Apply what you read:
- A) In the PXE boot write-up below, what directory serves as the TFTP root on the OPNsense box?
- B) Continue the PXE boot write-up below, picking up right after its final line.

Provided passage:
########
On my OPNsense box, I have PXE booting (TFTP) set up.  The TFTP root exists at /usr/local/tftp and the important files exist at /usr/local/tftp/images and /usr/local/tftp/pxelinux.cfg/.  In the pxelinux.cfg (we're going to copy the ISOLINUX.CFG file and tweak it), all paths are relative to the tftp root directory.   So, a file that lives at /images is actually /usr/local/tftp/images. Just like PXE booting RHCOS for a UPI install, the initrd an vmlinuz files reside in the images directory, and as we can see in the assisted installer's boot menu entry, the ASSISTED_INSTALLER_CUSTOM.IMG and IGNITION.IMG also do.

So let's start by uploading the necessary files to OPNsense

scp -r /Volumes/rhcos-415.92.202402130021-0/IMAGES/ASSISTED_INSTALLER_CUSTOM.IMG [email protected]:/usr/local/tftp/images/
scp -r /Volumes/rhcos-415.92.202402130021-0/IMAGES/IGNITION.IMG [email protected]:/usr/local/tftp/images/
scp -r /Volumes/rhcos-415.92.202402130021-0/IMAGES/PXEBOOT/INITRD.IMG [email protected]:/usr/local/tftp/images/
scp -r /Volumes/rhcos-415.92.202402130021-0/IMAGES/PXEBOOT/VMLINUZ [email protected]:/usr/local/tftp/images/
💡
NOTE: unlike isolinux, our PXE server is actually case sensitive, so we need to be aware of absolute paths and actual names of files. On our tftp server VMLINUZ is not the same as vmlinuz

With our files in place, we just need to tweak the menu config to reflect the paths where the files reside, like this:

label linux
  menu label ^RHEL CoreOS (Live)
########
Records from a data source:
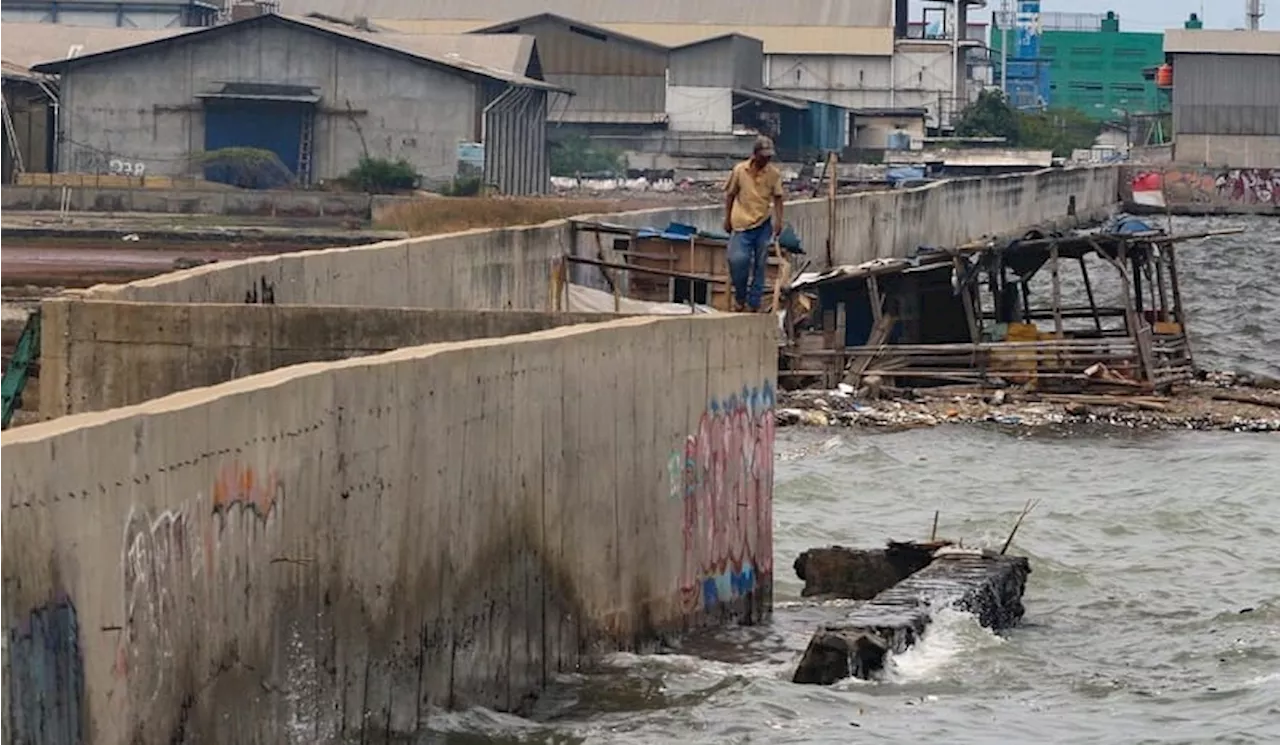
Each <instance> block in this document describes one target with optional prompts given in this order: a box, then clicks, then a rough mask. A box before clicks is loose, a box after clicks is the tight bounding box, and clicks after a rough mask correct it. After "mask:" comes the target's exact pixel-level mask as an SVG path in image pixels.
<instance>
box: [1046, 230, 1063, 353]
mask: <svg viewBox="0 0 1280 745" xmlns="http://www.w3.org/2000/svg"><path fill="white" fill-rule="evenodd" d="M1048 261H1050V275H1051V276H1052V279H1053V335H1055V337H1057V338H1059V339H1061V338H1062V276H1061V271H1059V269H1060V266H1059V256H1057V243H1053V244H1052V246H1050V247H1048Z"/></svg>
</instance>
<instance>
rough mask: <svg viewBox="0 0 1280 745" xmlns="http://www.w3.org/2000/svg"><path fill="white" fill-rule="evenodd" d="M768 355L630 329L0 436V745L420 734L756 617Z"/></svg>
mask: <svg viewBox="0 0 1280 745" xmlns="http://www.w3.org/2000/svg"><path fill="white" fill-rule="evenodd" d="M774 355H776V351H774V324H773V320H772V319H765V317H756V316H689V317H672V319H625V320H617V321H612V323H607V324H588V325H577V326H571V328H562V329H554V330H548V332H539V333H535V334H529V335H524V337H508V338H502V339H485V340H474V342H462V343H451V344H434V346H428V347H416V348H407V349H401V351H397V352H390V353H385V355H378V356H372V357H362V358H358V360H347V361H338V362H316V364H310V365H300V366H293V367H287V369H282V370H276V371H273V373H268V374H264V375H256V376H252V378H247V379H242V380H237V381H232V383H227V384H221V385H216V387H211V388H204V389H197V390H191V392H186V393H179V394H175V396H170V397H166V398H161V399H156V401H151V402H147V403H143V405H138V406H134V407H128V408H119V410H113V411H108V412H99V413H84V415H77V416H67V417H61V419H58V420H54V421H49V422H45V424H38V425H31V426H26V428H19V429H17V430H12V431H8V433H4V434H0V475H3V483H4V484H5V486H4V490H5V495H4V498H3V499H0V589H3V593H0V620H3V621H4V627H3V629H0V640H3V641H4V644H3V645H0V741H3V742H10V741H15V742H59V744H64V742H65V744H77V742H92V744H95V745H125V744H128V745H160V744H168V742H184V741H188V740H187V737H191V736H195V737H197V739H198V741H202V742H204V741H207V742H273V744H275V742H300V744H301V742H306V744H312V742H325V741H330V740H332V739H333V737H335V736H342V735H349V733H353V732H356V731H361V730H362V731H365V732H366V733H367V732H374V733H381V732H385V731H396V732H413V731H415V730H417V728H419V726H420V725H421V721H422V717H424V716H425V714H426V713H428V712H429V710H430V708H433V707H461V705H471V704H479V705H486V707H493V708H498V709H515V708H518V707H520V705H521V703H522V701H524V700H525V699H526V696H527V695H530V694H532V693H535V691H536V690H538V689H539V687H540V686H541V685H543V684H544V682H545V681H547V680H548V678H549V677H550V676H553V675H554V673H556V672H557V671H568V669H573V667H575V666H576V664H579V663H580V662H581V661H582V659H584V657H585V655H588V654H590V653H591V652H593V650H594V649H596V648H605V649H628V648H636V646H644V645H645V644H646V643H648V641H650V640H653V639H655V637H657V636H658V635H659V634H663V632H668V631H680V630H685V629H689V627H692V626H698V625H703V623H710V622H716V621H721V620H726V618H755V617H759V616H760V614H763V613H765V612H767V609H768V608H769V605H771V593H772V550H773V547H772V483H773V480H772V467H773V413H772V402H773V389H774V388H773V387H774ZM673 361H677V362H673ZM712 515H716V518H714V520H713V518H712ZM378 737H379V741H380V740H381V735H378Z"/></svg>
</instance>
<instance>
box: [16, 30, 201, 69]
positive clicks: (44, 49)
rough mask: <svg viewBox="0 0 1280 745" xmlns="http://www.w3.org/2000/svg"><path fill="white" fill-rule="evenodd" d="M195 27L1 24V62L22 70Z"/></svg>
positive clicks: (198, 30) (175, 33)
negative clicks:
########
Answers for this exercise:
- A) /usr/local/tftp

- B)
  menu default
  kernel /images/VMLINUZ
  append initrd=/images/INITRD.IMG,/images/IGNITION.IMG,/images/ASSISTED_INSTALLER_CUSTOM.IMG ignition.firstboot ignition.platform.id=metal coreos.live.rootfs_url=https://api.openshift.com/api/assisted-images/boot-artifacts/rootfs?arch=x86_64&version=4.15

That's really the only thing special we need to do in order to be able to PXE boot the assisted installer ISO.  Then, what I like to do with my PXE server is confine specific configs to specific machines via their MAC address, so that I don't have problems like... a Windows VM rebooting and accidentally getting re-imaged as an RHCOS node.  Not very likely to happen, but still a good idea to take the necessary precautions.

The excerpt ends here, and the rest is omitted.